- _Exercise requirements_
The data below should be printed in full, exactly, and without any of its images.

- _Records supplied_
====

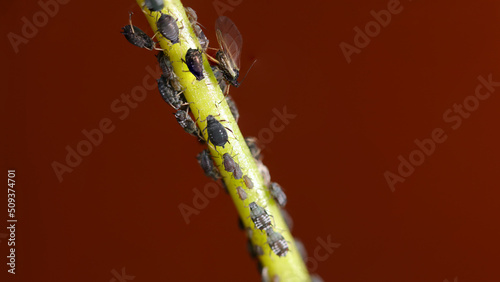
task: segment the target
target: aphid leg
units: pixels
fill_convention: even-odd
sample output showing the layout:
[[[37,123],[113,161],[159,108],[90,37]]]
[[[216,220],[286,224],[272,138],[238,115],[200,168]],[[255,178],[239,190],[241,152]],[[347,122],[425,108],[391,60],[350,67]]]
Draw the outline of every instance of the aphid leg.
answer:
[[[132,15],[133,14],[134,14],[133,12],[128,12],[128,22],[130,23],[130,28],[132,29],[132,33],[135,33],[134,25],[132,24]]]
[[[155,34],[153,35],[153,37],[151,37],[151,39],[154,39],[158,33],[160,33],[160,32],[157,30],[157,31],[155,32]]]

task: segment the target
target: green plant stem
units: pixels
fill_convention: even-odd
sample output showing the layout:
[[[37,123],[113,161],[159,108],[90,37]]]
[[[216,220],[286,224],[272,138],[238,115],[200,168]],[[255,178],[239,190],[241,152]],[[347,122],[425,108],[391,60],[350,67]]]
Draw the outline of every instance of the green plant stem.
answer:
[[[144,0],[137,0],[137,3],[141,9],[144,7]],[[204,129],[207,125],[204,120],[208,115],[213,115],[216,116],[218,120],[225,120],[222,124],[232,131],[232,133],[228,131],[230,144],[226,143],[224,148],[217,147],[217,151],[214,150],[213,146],[209,146],[209,149],[215,164],[221,172],[223,181],[229,190],[229,194],[236,206],[240,218],[247,230],[248,228],[253,230],[253,232],[251,232],[253,244],[261,246],[264,250],[264,255],[259,256],[262,266],[267,267],[270,277],[278,275],[281,279],[280,281],[310,281],[307,268],[300,253],[295,248],[293,237],[281,216],[279,207],[269,195],[269,191],[264,185],[262,175],[257,169],[255,159],[252,157],[243,139],[243,135],[229,110],[224,95],[210,68],[207,56],[203,54],[205,78],[201,81],[197,81],[189,72],[186,64],[182,62],[189,48],[200,48],[200,44],[187,18],[184,7],[179,0],[165,0],[165,7],[162,13],[169,14],[176,18],[178,20],[178,26],[182,27],[179,29],[179,44],[172,45],[170,41],[160,34],[155,38],[159,41],[161,48],[165,50],[164,52],[170,57],[174,71],[179,77],[181,85],[185,88],[184,96],[187,102],[190,103],[191,112],[197,119],[198,126]],[[147,8],[144,8],[144,15],[149,21],[152,29],[156,31],[156,19],[159,17],[159,13],[150,12]],[[234,89],[235,88],[233,88],[233,90]],[[203,134],[206,140],[207,130],[205,130]],[[243,174],[252,179],[254,183],[253,189],[248,189],[242,179],[236,180],[231,173],[225,171],[222,164],[222,155],[224,153],[235,156],[235,161],[240,165]],[[236,187],[238,186],[245,188],[247,192],[248,198],[245,201],[242,201],[236,193]],[[250,219],[250,209],[248,207],[251,202],[256,202],[272,215],[273,229],[281,233],[289,243],[290,251],[285,257],[276,256],[267,244],[265,232],[254,228],[254,224]],[[227,236],[232,235],[227,233]],[[220,240],[225,240],[225,238],[220,238]],[[245,249],[246,246],[241,246],[241,250]],[[230,253],[233,251],[234,250],[224,250],[228,255],[227,258],[231,257]],[[224,264],[218,263],[218,265]]]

====

- _Expected output_
task: segment the target
target: aphid leg
units: pixels
fill_convention: even-odd
sample output showing the layout:
[[[37,123],[113,161],[159,108],[90,37]]]
[[[216,220],[286,224],[272,138],[238,115],[200,168]],[[255,178],[239,190],[241,152]],[[347,122],[425,108],[391,60],[350,67]]]
Draw the outline of every instance of the aphid leg.
answer:
[[[132,15],[133,14],[134,14],[133,12],[128,12],[128,22],[130,23],[130,28],[132,29],[132,33],[135,33],[134,25],[132,24]]]
[[[155,34],[153,35],[153,37],[151,37],[151,39],[154,39],[158,33],[160,33],[160,32],[157,30],[157,31],[155,32]]]

task: segment the target
target: green plant stem
units: pixels
fill_convention: even-odd
sample output showing the layout:
[[[37,123],[113,161],[159,108],[90,37]]]
[[[216,220],[286,224],[272,138],[238,115],[200,168]],[[255,178],[239,190],[241,152]],[[347,122],[425,108],[391,60],[350,67]]]
Draw the outline of every instance of the green plant stem.
answer:
[[[144,0],[137,0],[137,3],[141,9],[144,7]],[[204,129],[207,125],[204,120],[208,115],[213,115],[216,116],[218,120],[225,120],[222,124],[232,131],[232,133],[228,131],[230,144],[226,143],[224,148],[217,147],[217,151],[214,150],[213,146],[209,146],[209,149],[215,164],[221,172],[223,181],[229,190],[229,194],[236,206],[240,218],[247,230],[248,228],[253,230],[253,232],[251,232],[253,244],[261,246],[264,250],[264,255],[259,256],[262,266],[267,267],[270,277],[278,275],[281,279],[280,281],[310,281],[307,268],[300,253],[295,248],[293,237],[281,216],[279,207],[269,195],[269,191],[264,185],[262,175],[257,169],[255,159],[252,157],[243,139],[243,135],[229,110],[224,95],[210,68],[207,56],[203,54],[205,78],[201,81],[197,81],[189,72],[186,64],[182,62],[189,48],[200,48],[200,44],[187,18],[184,7],[179,0],[165,0],[165,7],[162,13],[169,14],[176,18],[178,20],[178,26],[182,27],[179,29],[179,44],[172,45],[170,41],[160,34],[155,38],[159,41],[161,48],[165,50],[164,52],[170,57],[174,71],[179,77],[181,85],[185,88],[184,96],[187,102],[190,103],[191,112],[197,119],[198,126]],[[147,8],[144,8],[144,15],[149,21],[152,29],[156,31],[156,19],[159,17],[159,13],[150,12]],[[234,89],[235,88],[233,88],[233,90]],[[203,134],[206,140],[207,130],[205,130]],[[243,174],[252,179],[254,183],[253,189],[248,189],[242,179],[236,180],[231,173],[225,171],[222,164],[222,155],[224,153],[235,156],[235,161],[240,165]],[[236,187],[238,186],[245,188],[247,192],[248,198],[245,201],[242,201],[236,193]],[[250,219],[250,209],[248,207],[251,202],[256,202],[272,215],[273,229],[281,233],[289,243],[290,251],[285,257],[276,256],[267,244],[265,232],[254,228],[254,224]],[[227,236],[232,235],[227,233]],[[220,240],[225,240],[225,238],[220,238]],[[245,249],[246,246],[241,246],[241,250]],[[230,253],[233,251],[234,250],[224,250],[228,255],[227,258],[231,257]],[[224,264],[218,263],[218,265]]]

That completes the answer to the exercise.